◆ Excerpt provided ◆

+++

Question

missing values for batch in RNA-seq data

0

Entering edit mode

8 hours ago

donan • 0

Hi everyone,

I am quite new to RNA-seq data analysis, and I am struggling with accounting for batch effect. I have RNA-seq expression data from three different batches, and I want to compare cancer cell lines and normal cell lines to find the most important genes.

I have 40 cancer cell lines (this number includes replicates) and 9 normal cell lines, and I would like to compare cancer and normal cell lines. Cell lines have 1, 2, or 3 replicates, and the batch information is available for most samples, except for 3/40 cancer cell lines and for all normal cell lines, so I have 12 missing value for the batches.

Data are already normalized (I don't know which normalization was used) so I can not perform DESeq analysis. I performed a PCA on the data, and by looking at PC2 (7% of the variance, 20% for PC1), I can see some batch effect.

I tried to use limma to include the batch as a covariate, however limma does not handle missing values in the design matrix, and I have 12 NA for the batches. I can not remove them, as it would remove all the normal cell lines. The solutions I've found are removing batch from the model (but then how to account for batch effect?), impute missing values (is it a good idea for categorical data, specifically for the batch?), adding a batchNA level. For cell lines having replicates, I could also average the gene expression, but I'm not sure it would remove the batch effect.

Do you have any suggestion on how to handle this?

Thank you in advance for any advice!

RNA-seq limma deseq batch-effect batch • 82 views

ADD COMMENT • link updated 7 hours ago by LChart 5.1k • written 8 hours ago by donan • 0

score 0 · Answer 1 · 2025-10-20

You have a near-perfect confound between missingness and condition, and no batch information at all on your normal group. The closest thing you have to a solution is adding a batchNA level - but this will not correct for any batch effects; only the aggregate difference of the "no-batch" group from the overall mean. Beyond that, there really is nothing you can do except proceed with the analysis, with the caveat that you don't know if the results are due to biological differences or due to batch effects.

+++

◆ Work task 1 ◆
In the RNA-seq batch-effect thread, how many missing batch values does the poster report?
◆ Work task 2 ◆
According to the reply in the RNA-seq batch-effect thread, why would adding a batchNA level fail to correct for batch effects?
The records have nothing to do with the thread above.

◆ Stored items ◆

+++

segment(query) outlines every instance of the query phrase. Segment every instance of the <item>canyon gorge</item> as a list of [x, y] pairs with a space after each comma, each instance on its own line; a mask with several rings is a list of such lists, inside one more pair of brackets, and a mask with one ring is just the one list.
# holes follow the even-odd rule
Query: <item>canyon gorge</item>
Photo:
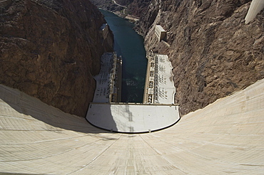
[[[112, 1], [91, 1], [108, 10], [124, 9]], [[250, 1], [116, 2], [140, 17], [135, 30], [146, 51], [169, 56], [175, 102], [183, 114], [264, 78], [264, 12], [245, 24]], [[100, 36], [105, 21], [96, 6], [84, 0], [14, 1], [1, 13], [1, 83], [84, 116], [100, 56], [113, 50], [111, 33], [106, 40]], [[157, 24], [167, 31], [161, 42]]]

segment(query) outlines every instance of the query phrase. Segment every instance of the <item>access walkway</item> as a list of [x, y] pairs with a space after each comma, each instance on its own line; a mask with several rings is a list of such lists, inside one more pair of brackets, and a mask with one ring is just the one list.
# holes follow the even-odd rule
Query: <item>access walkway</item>
[[0, 171], [263, 174], [264, 80], [168, 129], [112, 133], [0, 85]]

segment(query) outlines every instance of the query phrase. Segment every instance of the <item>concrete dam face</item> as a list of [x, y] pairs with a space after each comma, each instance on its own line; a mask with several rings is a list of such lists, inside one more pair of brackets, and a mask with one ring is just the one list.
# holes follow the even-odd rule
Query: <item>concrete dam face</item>
[[183, 116], [171, 127], [146, 134], [101, 130], [4, 85], [0, 99], [2, 174], [264, 171], [264, 80]]

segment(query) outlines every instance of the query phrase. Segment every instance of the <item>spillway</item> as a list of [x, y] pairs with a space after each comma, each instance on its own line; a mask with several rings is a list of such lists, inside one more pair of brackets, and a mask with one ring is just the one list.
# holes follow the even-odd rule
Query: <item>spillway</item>
[[0, 172], [261, 174], [264, 79], [146, 134], [101, 130], [0, 85]]

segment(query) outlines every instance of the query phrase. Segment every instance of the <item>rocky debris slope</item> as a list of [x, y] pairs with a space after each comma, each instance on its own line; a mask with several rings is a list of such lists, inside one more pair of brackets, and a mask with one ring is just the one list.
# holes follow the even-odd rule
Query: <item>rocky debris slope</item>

+++

◆ Exercise response 1 ◆
The poster reports 12 missing values for the batches.

◆ Exercise response 2 ◆
A batchNA level would only capture the aggregate difference of the "no-batch" group from the overall mean. Missingness is nearly perfectly confounded with condition, and the normal group has no batch information at all, so the actual batch effects cannot be separated out.